TASK DETAILS — Word for word, restate each entry that appears below.

##### SUPPLIED DATA

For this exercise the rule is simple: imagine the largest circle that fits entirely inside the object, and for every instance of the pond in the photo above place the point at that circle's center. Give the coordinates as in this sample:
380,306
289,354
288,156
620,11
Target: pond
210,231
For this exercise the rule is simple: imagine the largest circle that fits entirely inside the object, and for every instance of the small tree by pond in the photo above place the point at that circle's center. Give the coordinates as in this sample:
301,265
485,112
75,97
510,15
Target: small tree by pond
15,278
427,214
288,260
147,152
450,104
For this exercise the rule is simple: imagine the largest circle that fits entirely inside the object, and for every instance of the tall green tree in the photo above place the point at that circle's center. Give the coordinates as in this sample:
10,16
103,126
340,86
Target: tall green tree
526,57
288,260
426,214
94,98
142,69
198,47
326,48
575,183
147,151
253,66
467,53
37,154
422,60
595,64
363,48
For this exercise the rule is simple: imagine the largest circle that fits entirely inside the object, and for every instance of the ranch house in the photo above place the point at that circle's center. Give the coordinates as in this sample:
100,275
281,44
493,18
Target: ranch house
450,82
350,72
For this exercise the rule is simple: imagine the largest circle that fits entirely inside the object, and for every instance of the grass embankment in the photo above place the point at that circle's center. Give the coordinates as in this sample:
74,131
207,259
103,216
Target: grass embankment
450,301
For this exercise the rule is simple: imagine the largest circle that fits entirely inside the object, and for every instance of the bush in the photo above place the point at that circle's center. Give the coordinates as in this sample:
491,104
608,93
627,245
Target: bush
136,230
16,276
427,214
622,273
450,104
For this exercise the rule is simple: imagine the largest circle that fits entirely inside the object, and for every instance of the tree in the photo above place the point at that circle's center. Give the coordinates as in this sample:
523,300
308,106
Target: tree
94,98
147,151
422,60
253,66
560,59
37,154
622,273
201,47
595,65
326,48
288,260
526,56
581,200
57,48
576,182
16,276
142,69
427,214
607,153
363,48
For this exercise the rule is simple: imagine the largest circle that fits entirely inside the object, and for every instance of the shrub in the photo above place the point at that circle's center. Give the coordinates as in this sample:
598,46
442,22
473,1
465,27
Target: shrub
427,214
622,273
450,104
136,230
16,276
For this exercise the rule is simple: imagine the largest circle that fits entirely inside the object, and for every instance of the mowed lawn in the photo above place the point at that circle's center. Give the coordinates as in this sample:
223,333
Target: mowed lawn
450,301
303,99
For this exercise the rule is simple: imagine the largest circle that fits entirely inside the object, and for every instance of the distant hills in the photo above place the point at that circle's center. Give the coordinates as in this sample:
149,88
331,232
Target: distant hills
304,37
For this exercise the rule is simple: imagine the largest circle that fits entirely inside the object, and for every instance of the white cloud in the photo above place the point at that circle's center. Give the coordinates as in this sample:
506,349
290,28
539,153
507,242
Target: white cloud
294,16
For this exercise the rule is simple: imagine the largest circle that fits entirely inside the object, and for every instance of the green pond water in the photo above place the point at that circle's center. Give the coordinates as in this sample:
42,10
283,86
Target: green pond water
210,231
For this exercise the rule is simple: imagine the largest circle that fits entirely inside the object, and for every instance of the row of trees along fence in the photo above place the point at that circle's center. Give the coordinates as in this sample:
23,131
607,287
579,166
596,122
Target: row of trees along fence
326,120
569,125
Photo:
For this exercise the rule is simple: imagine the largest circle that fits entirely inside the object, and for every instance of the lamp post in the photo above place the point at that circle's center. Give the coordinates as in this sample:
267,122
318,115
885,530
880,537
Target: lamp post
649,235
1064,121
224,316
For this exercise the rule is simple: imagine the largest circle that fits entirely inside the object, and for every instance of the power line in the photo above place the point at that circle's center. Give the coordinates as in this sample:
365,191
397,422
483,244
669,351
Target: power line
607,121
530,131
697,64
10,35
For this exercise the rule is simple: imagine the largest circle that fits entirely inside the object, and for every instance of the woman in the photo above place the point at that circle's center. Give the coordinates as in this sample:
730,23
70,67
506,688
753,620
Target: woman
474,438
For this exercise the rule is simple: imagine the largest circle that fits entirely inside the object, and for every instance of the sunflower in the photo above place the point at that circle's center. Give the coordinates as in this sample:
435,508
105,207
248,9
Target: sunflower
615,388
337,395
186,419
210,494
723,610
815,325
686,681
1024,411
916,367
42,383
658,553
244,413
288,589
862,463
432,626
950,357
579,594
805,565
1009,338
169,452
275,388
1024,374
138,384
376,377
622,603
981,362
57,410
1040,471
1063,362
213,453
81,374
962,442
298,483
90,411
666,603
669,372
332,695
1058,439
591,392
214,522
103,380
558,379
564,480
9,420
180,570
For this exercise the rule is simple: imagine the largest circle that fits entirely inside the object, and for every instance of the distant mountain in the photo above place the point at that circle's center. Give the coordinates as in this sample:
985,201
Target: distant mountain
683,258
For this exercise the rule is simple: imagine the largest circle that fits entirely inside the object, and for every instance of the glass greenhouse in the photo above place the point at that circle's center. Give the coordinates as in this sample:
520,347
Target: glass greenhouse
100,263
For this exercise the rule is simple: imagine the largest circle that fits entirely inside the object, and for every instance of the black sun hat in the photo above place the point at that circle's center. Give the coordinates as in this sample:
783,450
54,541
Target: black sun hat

##########

WRITTEN SOLUTION —
For this exercise the rule is simple: imagine the largest circle that fits entirely inside the object, and for every instance of the pond in the photo above place the point at that circle's center. Give the coordinates as in this sample:
380,306
289,354
288,156
620,11
Target: pond
210,231
For this exercise the rule is simple: imagine the largest circle that fits entirely inside the object, and for every instance of the small tree by pond in the photo above place the point at that circle's center. Give the coordinates as in this sample:
301,265
485,112
75,97
510,15
Target: small tree by pond
15,278
427,214
288,260
147,152
450,104
For this exercise the rule is simple: imagine the largest circle that fits entirely inside the object, and for every instance of the tall green tree in the photo above place the point at that circle's center. Give the coordinates as in this sample:
10,16
103,126
340,86
Target: tall green tree
526,57
288,260
426,214
94,98
142,69
198,47
326,48
575,183
147,151
253,66
467,53
37,154
422,60
595,64
363,48
For this exercise the rule is simple: imagine the largest circle that fits entirely inside the object, and for every instance of the ranch house in the photo above place the point at that circle's center. Give the coordinates as in this sample:
100,275
281,44
493,18
Target: ranch house
450,82
350,72
For this exercise the rule is simple: imagine the largest circle that fits entirely inside the object, and for every instance of the grass embankment in the photo above place the point at that circle's center. Give the coordinates as in this sample:
74,131
207,259
103,216
Target: grass embankment
450,301
For this exercise the rule is simple: imagine the largest circle that fits entirely inside the object, and for every instance of the bush in the photo above place the point at that circle's center. Give the coordinates as in this sample:
491,104
608,93
627,245
Target: bush
136,230
16,276
427,214
622,273
450,104
For this exercise the rule is simple: imagine the largest circle that fits entirely inside the object, and for every instance of the tree in the photo above place the point at that circle's center. Give the coordinates as in this sample:
523,300
308,106
Target: tree
94,98
147,151
422,60
253,66
560,59
37,154
622,273
201,47
595,65
326,48
288,260
526,56
581,200
57,48
576,182
16,276
142,69
427,214
607,153
363,48
For this exercise the rule is simple: imagine the largest circle that fits entirely inside the object, and for every instance of the shrub in the photo above place the point at that circle's center. Give the coordinates as in this sample:
598,46
442,22
473,1
465,27
Target: shrub
427,214
622,273
450,104
136,230
16,276
For this exercise the rule is simple: imagine the largest circle that fits entirely inside the object, and for every instance of the mowed lawn in the photo above place the point at that circle's center. Give the coordinates as in this sample:
223,333
Target: mowed lawn
450,301
303,99
For this exercise the rule is simple: imagine the largest circle that fits entirely inside the object, and for every instance of the distant hills in the photo above place the point at that circle's center. Give the coordinates as in this sample:
149,88
331,232
Target: distant hills
304,37
For this exercise the rule is simple: imagine the largest circle that fits entirely inside the object, and for every instance of the white cloud in the photo above place the point at that circle's center. Give the coordinates as in this sample:
506,349
290,28
539,153
507,242
Target: white cloud
294,16
For this exercise the rule is simple: imagine the largest circle that fits entirely inside the object, and for every instance of the green pond water in the photo above place the point at that circle's center. Give the coordinates as in this sample:
42,10
283,86
Target: green pond water
210,231
For this exercise the rule is simple: imagine the largest circle that fits entirely inside the object, and for every instance of the row of trees along fence in the photo above place the point at that circle's center. Give the coordinates as in this sample:
23,131
607,287
579,166
596,122
Target: row of trees along fence
326,120
569,125
Photo:
For this exercise the rule is simple: imagine the largest circle that fits entirely inside the object, and for every instance of the lamp post in the photo above place the point at that circle's center. Give the coordinates as in this sample:
267,122
318,115
885,530
880,537
Target: lamp post
649,235
1064,121
224,316
For this exercise the rule is simple: imagine the largest circle that fits entirely inside the object, and for every instance of the power line in the photo above place the point at that circle's center. Give the coordinates as in this sample:
365,191
397,422
483,244
669,351
Target: power line
607,121
530,131
697,64
10,35
For this exercise the rule is simple: imagine the largest circle that fits entirely inside the object, and for every instance of the woman in the photo above place the point at that circle's center. Give the coordinates as in this sample:
730,23
70,67
506,688
753,620
Target: woman
474,438
For this exercise the rule is simple: imagine the largest circle that fits entirely inside the object, and for every instance of the sunflower in the photo above place the point at that circle's center. Give the coordinates as in this sample:
435,508
105,207
248,9
Target: sunflower
615,388
337,395
186,419
210,494
723,610
815,325
686,681
1024,411
916,367
42,383
658,553
244,413
288,589
862,463
432,626
950,357
579,594
805,565
1009,338
169,452
275,388
1024,374
138,384
376,377
622,603
981,362
57,410
1040,471
1063,362
213,453
81,374
962,442
298,483
90,411
666,603
669,372
332,695
1058,439
591,392
214,522
103,380
558,379
564,480
9,420
180,570
For this exercise the rule is simple: imagine the largest circle that fits entirely inside the object, and for every instance of the distant mountain in the photo above place the point at that circle's center. Give the coordinates as in this sample:
985,201
Target: distant mountain
683,258
For this exercise the rule is simple: imagine the largest circle that fits entirely inside the object, and for every instance of the glass greenhouse in the photo above place the point at that circle's center. Give the coordinates as in this sample:
520,347
Target: glass greenhouse
100,263
For this exercise the rule is simple: imagine the largest circle that fits entirely inside the object, and for every instance of the black sun hat in the photo above place the point at that circle's center. Give the coordinates as in this sample:
783,450
54,541
Target: black sun hat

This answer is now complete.